***** ROWS *****

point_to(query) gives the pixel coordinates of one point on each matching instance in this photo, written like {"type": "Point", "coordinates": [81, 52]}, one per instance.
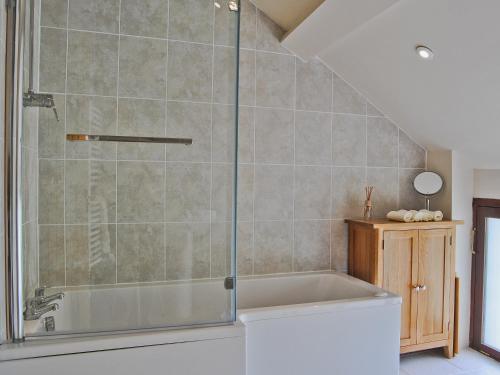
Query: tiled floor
{"type": "Point", "coordinates": [468, 362]}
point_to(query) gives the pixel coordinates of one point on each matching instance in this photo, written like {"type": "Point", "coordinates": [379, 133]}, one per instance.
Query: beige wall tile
{"type": "Point", "coordinates": [275, 80]}
{"type": "Point", "coordinates": [188, 250]}
{"type": "Point", "coordinates": [141, 117]}
{"type": "Point", "coordinates": [312, 193]}
{"type": "Point", "coordinates": [191, 81]}
{"type": "Point", "coordinates": [142, 67]}
{"type": "Point", "coordinates": [314, 86]}
{"type": "Point", "coordinates": [245, 248]}
{"type": "Point", "coordinates": [273, 247]}
{"type": "Point", "coordinates": [339, 245]}
{"type": "Point", "coordinates": [51, 248]}
{"type": "Point", "coordinates": [274, 136]}
{"type": "Point", "coordinates": [94, 15]}
{"type": "Point", "coordinates": [51, 192]}
{"type": "Point", "coordinates": [140, 252]}
{"type": "Point", "coordinates": [247, 78]}
{"type": "Point", "coordinates": [51, 132]}
{"type": "Point", "coordinates": [273, 192]}
{"type": "Point", "coordinates": [52, 60]}
{"type": "Point", "coordinates": [411, 155]}
{"type": "Point", "coordinates": [312, 245]}
{"type": "Point", "coordinates": [223, 133]}
{"type": "Point", "coordinates": [349, 140]}
{"type": "Point", "coordinates": [220, 262]}
{"type": "Point", "coordinates": [346, 99]}
{"type": "Point", "coordinates": [191, 20]}
{"type": "Point", "coordinates": [382, 143]}
{"type": "Point", "coordinates": [187, 192]}
{"type": "Point", "coordinates": [144, 18]}
{"type": "Point", "coordinates": [140, 195]}
{"type": "Point", "coordinates": [224, 83]}
{"type": "Point", "coordinates": [92, 63]}
{"type": "Point", "coordinates": [269, 34]}
{"type": "Point", "coordinates": [90, 114]}
{"type": "Point", "coordinates": [409, 199]}
{"type": "Point", "coordinates": [385, 193]}
{"type": "Point", "coordinates": [348, 192]}
{"type": "Point", "coordinates": [313, 138]}
{"type": "Point", "coordinates": [190, 120]}
{"type": "Point", "coordinates": [246, 134]}
{"type": "Point", "coordinates": [222, 192]}
{"type": "Point", "coordinates": [245, 192]}
{"type": "Point", "coordinates": [54, 13]}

*****

## OBJECTIVE
Omit every image. Quote each record exactly.

## REPLY
point_to(query) gives the pixel coordinates of one point on each matching instance in this photo, written like {"type": "Point", "coordinates": [81, 52]}, one per instance.
Query: tiled floor
{"type": "Point", "coordinates": [468, 362]}
point_to(query) gives the pixel coordinates of one point on each matching instance in this photo, written like {"type": "Point", "coordinates": [379, 133]}, one per instance.
Query: beige wall tile
{"type": "Point", "coordinates": [275, 80]}
{"type": "Point", "coordinates": [188, 250]}
{"type": "Point", "coordinates": [141, 117]}
{"type": "Point", "coordinates": [312, 193]}
{"type": "Point", "coordinates": [191, 81]}
{"type": "Point", "coordinates": [142, 67]}
{"type": "Point", "coordinates": [314, 86]}
{"type": "Point", "coordinates": [245, 248]}
{"type": "Point", "coordinates": [273, 247]}
{"type": "Point", "coordinates": [339, 245]}
{"type": "Point", "coordinates": [51, 248]}
{"type": "Point", "coordinates": [274, 136]}
{"type": "Point", "coordinates": [94, 15]}
{"type": "Point", "coordinates": [51, 192]}
{"type": "Point", "coordinates": [140, 252]}
{"type": "Point", "coordinates": [247, 78]}
{"type": "Point", "coordinates": [51, 132]}
{"type": "Point", "coordinates": [273, 192]}
{"type": "Point", "coordinates": [52, 60]}
{"type": "Point", "coordinates": [411, 155]}
{"type": "Point", "coordinates": [312, 245]}
{"type": "Point", "coordinates": [223, 133]}
{"type": "Point", "coordinates": [349, 140]}
{"type": "Point", "coordinates": [220, 262]}
{"type": "Point", "coordinates": [346, 99]}
{"type": "Point", "coordinates": [191, 20]}
{"type": "Point", "coordinates": [382, 143]}
{"type": "Point", "coordinates": [187, 192]}
{"type": "Point", "coordinates": [144, 18]}
{"type": "Point", "coordinates": [140, 195]}
{"type": "Point", "coordinates": [224, 83]}
{"type": "Point", "coordinates": [92, 63]}
{"type": "Point", "coordinates": [269, 34]}
{"type": "Point", "coordinates": [90, 114]}
{"type": "Point", "coordinates": [409, 199]}
{"type": "Point", "coordinates": [385, 193]}
{"type": "Point", "coordinates": [348, 192]}
{"type": "Point", "coordinates": [313, 138]}
{"type": "Point", "coordinates": [190, 120]}
{"type": "Point", "coordinates": [246, 134]}
{"type": "Point", "coordinates": [222, 192]}
{"type": "Point", "coordinates": [245, 192]}
{"type": "Point", "coordinates": [54, 13]}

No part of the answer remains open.